Selected passage:
******************************
But deep in my gut, I knew my menstrual problems were the cause of something medical. I knew it wasn’t stress causing my irregular periods, my excruciating cramps, or my ovaries to feel every day as if someone is squeezing them until they erupt—like as I write this, or when I awoke this morning, or as I walk down the street. Just pick any minute of the day, really.

It’s not stress causing me pain.

And it took me over a decade to finally get the answer my body already knew: that I am one in possibly five million women affected by PCOS in the United States.

*****

Like many women affected by PCOS, I experience most of the symptoms. My ovaries are covered in multiple cysts—like Jackson Pollack tossed a bucket of tiny fluid-filled sacs and called it a masterpiece. I have infrequent and irregular periods, which I am taking birth control pills to treat. I have a minor case of hirsutism and dandruff, and I am overweight. Skin tags appear around my neck, but not many. I also have trouble breathing during sleep, which could be a case of sleep apnea, but I don’t have the insurance coverage to investigate this possibility. And I have major depression.

Then there’s the issue of fertility.

Just months before I learned of my PCOS diagnosis, I admitted that I want a child. I finally confessed to myself that I want to go through the motions of trying, of pregnancy, of birth, of being a parent. I finally said aloud that I want to be a mother, to raise and teach and love a tiny version of my fiancé and me.

I admitted that I want that belly. I want to send my fiancé to the store at 4am when I have a craving. I want to feel contractions. I want to feel the release of pushing out my baby, and the bliss of holding him or her right after.

But, due to problems with ovulation caused by PCOS, my journey to motherhood will be long and difficult. Or it may never come—PCOS is the most common cause of female infertility.
******************************
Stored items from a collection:
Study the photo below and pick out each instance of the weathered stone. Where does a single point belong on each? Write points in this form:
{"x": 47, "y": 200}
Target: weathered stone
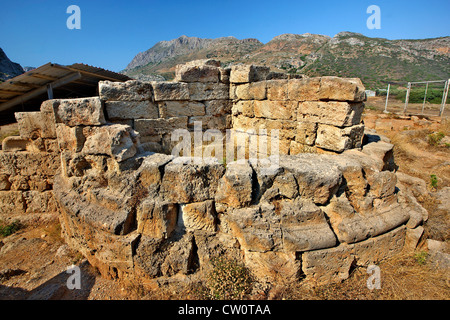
{"x": 218, "y": 107}
{"x": 199, "y": 91}
{"x": 169, "y": 109}
{"x": 249, "y": 91}
{"x": 339, "y": 114}
{"x": 198, "y": 71}
{"x": 186, "y": 181}
{"x": 70, "y": 138}
{"x": 306, "y": 133}
{"x": 318, "y": 178}
{"x": 337, "y": 139}
{"x": 199, "y": 216}
{"x": 275, "y": 267}
{"x": 15, "y": 143}
{"x": 82, "y": 111}
{"x": 248, "y": 73}
{"x": 341, "y": 89}
{"x": 4, "y": 182}
{"x": 34, "y": 125}
{"x": 11, "y": 202}
{"x": 119, "y": 141}
{"x": 277, "y": 89}
{"x": 156, "y": 219}
{"x": 150, "y": 127}
{"x": 235, "y": 187}
{"x": 130, "y": 90}
{"x": 284, "y": 110}
{"x": 131, "y": 110}
{"x": 304, "y": 89}
{"x": 170, "y": 91}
******************************
Instructions:
A - Answer these questions about the PCOS passage:
(i) How long did it take the writer to get a diagnosis?
(ii) What is the writer taking to treat infrequent and irregular periods?
(iii) According to the passage, what is the most common cause of female infertility?
B - Continue the personal essay about living with PCOS from its last sentence.

Solved tasks:
A -
(i) Over a decade.
(ii) Birth control pills.
(iii) PCOS.

B -
And the weight of knowing I may never be a mother in the way I want to be has caused my depressive episodes to become more intense and more frequent. I walk around with a lingering sadness because that hope of how and when we would have a child was crushed.

*****

There’s still a lot I don’t know about the severity of my PCOS, or the reality of my fertility.

After meeting with my gynecologist post-phone call, we came up with a plan. I was to visit a reproductive endocrinologist to check my cholesterol and glucose, and possibly go on medication to manage both, as PCOS can cause further health problems in these areas. But, because I’m underinsured, the expensive out-of-pocket costs has kept me from proceeding.

As for having a child, there’s so much uncertainty and sadness—for me and my fiancé. Since we plan to become parents together, having PCOS means becoming a father is as arduous for him as becoming a mother is for me. But he is being incredibly supportive about this roadblock, and is willing to push through it with me. It’s a journey we’ll take together, he says, no matter how long, no matter how painful.

And it will be painful. At my gynecologist’s suggestion, if we want to try naturally—which we do—I will have to stop using birth control and see if my period comes regularly on its own. If it does, that means I am mostly likely ovulating near normally. If it doesn’t, it means I would take birth control once more, and after a while, see if I am regular on my own once more.

A cycle of “wait and see.”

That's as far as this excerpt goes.